▶ **Work to do**: Copy out the rows verbatim, starting at the line containing "Autonomous forklift vision pipeline — detect the black trousers" and ending after the line containing "548,75,582,117".

▶ **Supplied data**:
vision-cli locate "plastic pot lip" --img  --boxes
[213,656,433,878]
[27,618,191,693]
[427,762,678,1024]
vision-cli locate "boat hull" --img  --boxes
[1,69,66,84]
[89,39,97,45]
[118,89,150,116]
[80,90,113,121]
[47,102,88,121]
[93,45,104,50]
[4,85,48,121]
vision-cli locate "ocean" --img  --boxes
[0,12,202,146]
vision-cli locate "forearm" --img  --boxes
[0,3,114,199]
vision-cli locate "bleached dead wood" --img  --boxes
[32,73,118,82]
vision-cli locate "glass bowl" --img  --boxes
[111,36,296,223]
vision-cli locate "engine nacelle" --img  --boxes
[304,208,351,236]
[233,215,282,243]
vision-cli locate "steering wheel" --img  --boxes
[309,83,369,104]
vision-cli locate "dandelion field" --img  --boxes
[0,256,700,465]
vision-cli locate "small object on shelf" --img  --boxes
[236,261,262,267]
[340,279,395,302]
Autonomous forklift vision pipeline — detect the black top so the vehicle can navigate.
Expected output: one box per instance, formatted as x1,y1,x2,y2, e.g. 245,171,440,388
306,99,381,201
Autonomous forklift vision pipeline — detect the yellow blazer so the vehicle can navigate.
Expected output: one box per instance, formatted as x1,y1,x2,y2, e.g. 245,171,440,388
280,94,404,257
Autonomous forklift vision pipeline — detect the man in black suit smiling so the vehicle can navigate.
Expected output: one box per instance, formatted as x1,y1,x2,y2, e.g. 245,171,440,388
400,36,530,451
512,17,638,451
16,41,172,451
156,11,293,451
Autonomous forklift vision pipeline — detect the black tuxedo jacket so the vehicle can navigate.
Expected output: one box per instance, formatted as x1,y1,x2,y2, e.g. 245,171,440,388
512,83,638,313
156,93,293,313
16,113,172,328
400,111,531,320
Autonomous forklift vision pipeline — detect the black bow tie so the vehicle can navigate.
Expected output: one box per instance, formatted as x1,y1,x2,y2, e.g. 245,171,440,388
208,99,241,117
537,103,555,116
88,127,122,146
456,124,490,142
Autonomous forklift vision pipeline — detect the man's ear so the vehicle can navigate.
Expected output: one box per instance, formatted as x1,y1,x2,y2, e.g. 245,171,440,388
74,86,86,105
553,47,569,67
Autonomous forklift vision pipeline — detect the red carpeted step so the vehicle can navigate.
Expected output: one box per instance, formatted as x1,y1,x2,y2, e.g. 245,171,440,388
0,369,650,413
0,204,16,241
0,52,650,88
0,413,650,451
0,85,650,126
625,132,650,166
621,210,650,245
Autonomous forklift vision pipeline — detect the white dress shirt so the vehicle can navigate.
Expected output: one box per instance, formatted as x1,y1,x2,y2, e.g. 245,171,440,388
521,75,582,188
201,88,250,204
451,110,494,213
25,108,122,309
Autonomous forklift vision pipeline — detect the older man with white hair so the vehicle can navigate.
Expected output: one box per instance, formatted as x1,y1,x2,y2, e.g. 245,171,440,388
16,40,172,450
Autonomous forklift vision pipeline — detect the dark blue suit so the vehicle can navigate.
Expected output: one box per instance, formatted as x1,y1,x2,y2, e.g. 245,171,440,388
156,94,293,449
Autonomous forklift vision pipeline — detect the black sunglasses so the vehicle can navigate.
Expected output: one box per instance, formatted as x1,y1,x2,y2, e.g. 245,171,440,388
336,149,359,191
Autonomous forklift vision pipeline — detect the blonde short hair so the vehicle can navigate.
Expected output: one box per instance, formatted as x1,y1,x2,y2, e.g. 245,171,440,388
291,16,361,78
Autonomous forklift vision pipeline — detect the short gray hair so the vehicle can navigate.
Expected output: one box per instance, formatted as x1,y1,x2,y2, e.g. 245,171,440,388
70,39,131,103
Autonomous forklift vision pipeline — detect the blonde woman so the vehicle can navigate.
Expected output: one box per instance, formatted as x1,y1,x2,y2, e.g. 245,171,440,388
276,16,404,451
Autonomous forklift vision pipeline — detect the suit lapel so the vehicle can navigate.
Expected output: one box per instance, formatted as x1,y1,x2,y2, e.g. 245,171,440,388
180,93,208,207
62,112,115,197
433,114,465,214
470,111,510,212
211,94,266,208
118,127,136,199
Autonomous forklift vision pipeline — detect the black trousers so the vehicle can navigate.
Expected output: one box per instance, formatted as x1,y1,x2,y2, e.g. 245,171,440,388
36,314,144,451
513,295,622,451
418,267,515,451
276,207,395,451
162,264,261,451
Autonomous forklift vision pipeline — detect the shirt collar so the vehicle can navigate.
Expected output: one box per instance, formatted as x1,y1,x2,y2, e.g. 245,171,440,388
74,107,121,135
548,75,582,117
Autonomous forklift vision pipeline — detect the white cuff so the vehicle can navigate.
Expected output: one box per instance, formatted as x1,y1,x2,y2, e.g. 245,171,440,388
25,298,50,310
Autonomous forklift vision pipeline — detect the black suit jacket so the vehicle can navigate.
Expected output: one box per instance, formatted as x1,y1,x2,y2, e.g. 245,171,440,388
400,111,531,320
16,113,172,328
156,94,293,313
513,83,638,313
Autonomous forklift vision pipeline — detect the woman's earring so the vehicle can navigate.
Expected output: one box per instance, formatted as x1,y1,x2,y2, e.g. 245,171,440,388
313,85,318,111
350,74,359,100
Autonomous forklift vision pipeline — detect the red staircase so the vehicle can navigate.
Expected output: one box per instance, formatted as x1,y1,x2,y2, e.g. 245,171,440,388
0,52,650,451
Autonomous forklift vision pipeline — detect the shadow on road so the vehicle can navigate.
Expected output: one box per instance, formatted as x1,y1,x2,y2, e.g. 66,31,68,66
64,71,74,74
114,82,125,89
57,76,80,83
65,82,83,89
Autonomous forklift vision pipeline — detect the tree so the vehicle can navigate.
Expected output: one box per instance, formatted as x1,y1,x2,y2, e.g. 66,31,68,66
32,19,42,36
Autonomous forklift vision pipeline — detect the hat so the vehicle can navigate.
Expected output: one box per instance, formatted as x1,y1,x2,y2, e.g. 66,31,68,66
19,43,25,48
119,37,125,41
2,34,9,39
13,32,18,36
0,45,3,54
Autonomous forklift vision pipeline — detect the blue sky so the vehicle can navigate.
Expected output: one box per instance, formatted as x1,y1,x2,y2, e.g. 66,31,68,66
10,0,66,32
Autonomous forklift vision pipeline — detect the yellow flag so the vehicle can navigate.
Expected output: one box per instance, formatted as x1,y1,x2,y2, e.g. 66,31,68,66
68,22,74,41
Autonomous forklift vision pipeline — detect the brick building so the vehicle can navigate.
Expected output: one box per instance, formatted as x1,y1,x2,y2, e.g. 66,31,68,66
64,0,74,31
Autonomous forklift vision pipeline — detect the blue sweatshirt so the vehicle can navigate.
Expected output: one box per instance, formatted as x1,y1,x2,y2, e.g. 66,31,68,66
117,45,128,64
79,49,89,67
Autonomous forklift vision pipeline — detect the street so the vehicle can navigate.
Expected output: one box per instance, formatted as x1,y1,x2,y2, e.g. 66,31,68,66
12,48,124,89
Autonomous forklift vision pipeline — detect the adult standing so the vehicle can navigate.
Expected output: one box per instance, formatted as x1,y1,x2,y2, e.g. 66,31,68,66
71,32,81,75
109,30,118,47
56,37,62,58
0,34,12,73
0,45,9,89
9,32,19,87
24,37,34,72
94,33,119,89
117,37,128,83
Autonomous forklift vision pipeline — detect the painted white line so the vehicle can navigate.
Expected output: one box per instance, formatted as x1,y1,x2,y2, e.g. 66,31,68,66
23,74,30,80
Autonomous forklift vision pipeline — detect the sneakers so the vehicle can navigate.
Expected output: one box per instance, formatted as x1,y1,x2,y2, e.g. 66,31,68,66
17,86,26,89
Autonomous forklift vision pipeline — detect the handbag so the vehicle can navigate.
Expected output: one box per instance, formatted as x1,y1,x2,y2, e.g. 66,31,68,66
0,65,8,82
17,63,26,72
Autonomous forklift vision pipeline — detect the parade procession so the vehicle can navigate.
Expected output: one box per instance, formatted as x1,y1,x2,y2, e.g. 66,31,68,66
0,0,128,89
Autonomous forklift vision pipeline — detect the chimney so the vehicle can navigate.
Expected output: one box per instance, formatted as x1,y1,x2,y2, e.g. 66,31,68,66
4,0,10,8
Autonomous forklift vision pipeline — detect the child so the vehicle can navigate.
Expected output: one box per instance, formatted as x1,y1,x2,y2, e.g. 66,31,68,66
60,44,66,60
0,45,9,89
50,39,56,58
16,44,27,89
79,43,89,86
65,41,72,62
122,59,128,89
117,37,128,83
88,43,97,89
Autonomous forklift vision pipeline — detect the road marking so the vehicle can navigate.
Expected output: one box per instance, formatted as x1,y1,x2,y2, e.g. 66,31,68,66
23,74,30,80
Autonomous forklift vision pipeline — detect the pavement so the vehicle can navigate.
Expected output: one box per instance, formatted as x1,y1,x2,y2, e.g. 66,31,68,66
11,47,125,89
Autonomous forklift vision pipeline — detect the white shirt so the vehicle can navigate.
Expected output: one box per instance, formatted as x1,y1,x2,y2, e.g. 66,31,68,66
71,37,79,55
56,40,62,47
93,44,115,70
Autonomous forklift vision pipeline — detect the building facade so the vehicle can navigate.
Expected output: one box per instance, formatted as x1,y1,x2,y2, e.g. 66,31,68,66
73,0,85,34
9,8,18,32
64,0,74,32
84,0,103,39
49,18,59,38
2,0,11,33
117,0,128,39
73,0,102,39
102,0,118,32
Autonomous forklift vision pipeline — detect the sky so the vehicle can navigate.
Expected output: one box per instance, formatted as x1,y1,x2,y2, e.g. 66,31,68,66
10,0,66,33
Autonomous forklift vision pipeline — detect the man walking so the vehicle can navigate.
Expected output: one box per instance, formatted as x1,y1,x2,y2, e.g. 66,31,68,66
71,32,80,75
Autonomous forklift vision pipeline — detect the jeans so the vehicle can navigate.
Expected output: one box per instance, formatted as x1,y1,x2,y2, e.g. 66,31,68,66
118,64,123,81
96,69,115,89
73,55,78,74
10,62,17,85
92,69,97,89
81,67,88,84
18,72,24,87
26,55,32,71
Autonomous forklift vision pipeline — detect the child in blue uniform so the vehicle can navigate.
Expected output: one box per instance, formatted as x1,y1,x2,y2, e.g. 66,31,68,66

▶ **Output for this task**:
Autonomous forklift vision pipeline — detect the black trousers so the vehicle can navigate.
Expected output: one box per instance, formatted as x1,y1,x2,y2, e.g. 245,171,440,388
36,314,144,451
513,295,622,451
418,267,515,451
276,207,395,451
162,264,261,451
Autonomous forklift vision pipeline — detect the shirt collar so the vehicle can navigate.
Expected output: one box per instance, formatted as x1,y1,x2,y2, e.g. 245,171,440,388
74,107,121,135
548,75,582,117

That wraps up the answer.